─── Exercise materials

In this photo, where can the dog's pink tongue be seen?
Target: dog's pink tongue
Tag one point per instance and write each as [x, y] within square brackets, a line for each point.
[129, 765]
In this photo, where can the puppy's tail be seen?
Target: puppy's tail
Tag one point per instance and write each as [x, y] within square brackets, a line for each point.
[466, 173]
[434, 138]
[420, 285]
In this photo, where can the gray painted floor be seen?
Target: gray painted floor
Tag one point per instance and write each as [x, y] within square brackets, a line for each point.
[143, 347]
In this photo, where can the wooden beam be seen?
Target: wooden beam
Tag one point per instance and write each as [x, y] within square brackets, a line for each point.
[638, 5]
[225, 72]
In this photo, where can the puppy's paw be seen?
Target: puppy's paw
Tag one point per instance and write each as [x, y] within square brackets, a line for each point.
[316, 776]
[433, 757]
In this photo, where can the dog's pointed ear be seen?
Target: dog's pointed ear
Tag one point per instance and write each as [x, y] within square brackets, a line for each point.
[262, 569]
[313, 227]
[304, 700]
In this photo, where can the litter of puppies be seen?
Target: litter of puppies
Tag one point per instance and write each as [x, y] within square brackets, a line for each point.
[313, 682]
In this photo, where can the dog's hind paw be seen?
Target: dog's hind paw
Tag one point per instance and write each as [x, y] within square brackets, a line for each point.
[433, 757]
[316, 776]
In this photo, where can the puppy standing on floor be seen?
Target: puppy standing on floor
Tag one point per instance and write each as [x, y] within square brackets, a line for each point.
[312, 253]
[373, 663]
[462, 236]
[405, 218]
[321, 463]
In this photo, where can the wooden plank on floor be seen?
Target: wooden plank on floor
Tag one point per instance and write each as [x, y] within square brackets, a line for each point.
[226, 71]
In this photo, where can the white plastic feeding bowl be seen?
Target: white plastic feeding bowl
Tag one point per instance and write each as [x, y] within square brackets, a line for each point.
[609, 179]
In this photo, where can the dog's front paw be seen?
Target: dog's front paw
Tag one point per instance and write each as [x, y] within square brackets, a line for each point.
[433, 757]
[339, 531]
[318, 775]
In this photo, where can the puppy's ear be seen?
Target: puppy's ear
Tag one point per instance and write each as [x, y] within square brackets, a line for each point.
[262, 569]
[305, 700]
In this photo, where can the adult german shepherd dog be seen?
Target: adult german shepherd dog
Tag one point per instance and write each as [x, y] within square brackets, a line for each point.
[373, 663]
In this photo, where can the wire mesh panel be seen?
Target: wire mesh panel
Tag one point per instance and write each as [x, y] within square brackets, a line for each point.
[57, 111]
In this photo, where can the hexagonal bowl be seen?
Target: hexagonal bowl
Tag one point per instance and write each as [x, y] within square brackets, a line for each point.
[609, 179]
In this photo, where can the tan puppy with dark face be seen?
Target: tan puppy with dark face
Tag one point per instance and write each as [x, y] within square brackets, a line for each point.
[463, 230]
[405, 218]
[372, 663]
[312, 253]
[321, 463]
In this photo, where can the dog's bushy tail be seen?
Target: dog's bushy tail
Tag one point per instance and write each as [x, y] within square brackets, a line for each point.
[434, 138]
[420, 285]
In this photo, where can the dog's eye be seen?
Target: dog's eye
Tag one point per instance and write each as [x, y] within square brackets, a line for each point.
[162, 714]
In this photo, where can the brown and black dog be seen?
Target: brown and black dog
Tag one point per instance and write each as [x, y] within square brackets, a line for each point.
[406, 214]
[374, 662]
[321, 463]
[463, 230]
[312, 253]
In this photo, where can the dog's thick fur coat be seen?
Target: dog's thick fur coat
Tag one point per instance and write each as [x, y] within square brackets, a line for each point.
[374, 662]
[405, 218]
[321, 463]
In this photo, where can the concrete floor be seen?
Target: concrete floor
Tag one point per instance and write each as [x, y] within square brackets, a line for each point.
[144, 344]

──────

● Assigned task: Reproduce each entry above. Every word must match.

● Solved exercise:
In this photo, where can the dog's pink tongue be seen?
Target: dog's pink tongue
Tag one point per instance and write each as [x, y] within square brackets, a line for each point.
[129, 765]
In this photo, where can the puppy's tail be seen?
Target: puppy's tail
Tag one point per instance and write each as [x, y] within square brackets, a line for each point.
[466, 173]
[434, 138]
[420, 285]
In this photo, where can the gray painted floor be seen?
Target: gray painted floor
Tag one point per instance and write each as [x, y] within square brackets, a line for each point.
[143, 347]
In this photo, where can the wooden beam be seen?
Target: wooden beam
Tag one point per instance and write each as [x, y] within square brackets, a line for each point.
[638, 5]
[225, 72]
In this photo, where can the puppy's paw be seen?
Target: puppy's paw
Tag one point per instance and write each as [x, y] within square brackets, a line for each point.
[316, 776]
[433, 757]
In this photo, where can the dog's pointed ear be seen?
Target: dog's pointed ear
Tag one point per instance and write each as [x, y] within square brackets, a line for each point.
[262, 569]
[313, 227]
[304, 700]
In this photo, where can the litter of puppies be seen?
Target: litter of puppies
Tag one point per instance and write each as [x, y] within square brackets, a line for each point.
[313, 682]
In this photo, where can the dog's hind paw be seen?
Target: dog's hind paw
Tag one point per instance and write each as [x, y] within square brackets, a line for each point.
[433, 757]
[316, 776]
In this photo, where can the puppy standing on floor be seen?
Target: puppy standing on floor
Tag one point per instance and write each as [x, y] within square brackets, a line for each point.
[312, 253]
[373, 663]
[462, 236]
[405, 218]
[321, 463]
In this photo, where can the wooden plank on floor be seen?
Target: wooden plank on floor
Tag one point per instance and write each as [x, y] within square brackets, a line for each point.
[226, 71]
In this photo, where can the white plastic feeding bowl be seen?
Target: white plastic feeding bowl
Tag one point per instance and write each as [x, y] within square brackets, a line for each point.
[609, 179]
In this photo, where can the dog's front paw be seen?
Target: dog's front paw
Tag one point per instance and write each as [x, y] within square brackets, a line for each point.
[433, 757]
[339, 531]
[318, 775]
In this photo, where can the puppy's ear be seen?
Target: puppy's ear
Tag one point per instance and write each as [x, y] within square brackets, a line for each point.
[262, 569]
[305, 700]
In this photo, where can the adult german shepherd dog be seen?
Target: adult german shepherd dog
Tag one point per instance and write each as [x, y] within square brackets, a line for each point.
[373, 663]
In this photo, where can the wire mesh panel be seen?
Target: wire mesh panel
Tag one point per instance and write each as [x, y] within square brackets, a line for each point.
[57, 111]
In this photo, where can the hexagonal bowl be seen?
Target: hexagonal bowl
Tag one point per instance and write each as [x, y] within square brackets, a line for each point.
[609, 179]
In this photo, where can the tan puppy with dark face be seen?
Target: tan puppy with dark face
Tag one point per instance and write each as [x, y] within square brackets, a line for each point.
[463, 230]
[405, 218]
[372, 663]
[312, 253]
[321, 463]
In this photo, where can the dog's bushy tail be seen?
Target: dog's bushy tail
Tag one point per instance and write each as [x, y] within square brackets, a line for each point.
[434, 138]
[420, 285]
In this photo, where can the dog's eye be seen?
Target: dog's eye
Tag one point per instance and write each as [x, y] within square brackets, a line for each point.
[162, 714]
In this photo, where can the brown and black dog be seen?
Target: brown and black dog
Tag one point per instance and write each as [x, y] within square brackets, a line for each point.
[406, 214]
[374, 662]
[321, 463]
[463, 230]
[312, 253]
In this photo, where can the dog's thick fur coat be seen?
Target: dog's thick fur coat
Tag one point per instance and write each as [x, y] within square brackets, a line for each point.
[374, 662]
[405, 218]
[321, 463]
In this photo, where can the concrete floor be seen?
Target: concrete floor
Tag one point per instance and write each as [x, y] within square brackets, a line for each point.
[144, 344]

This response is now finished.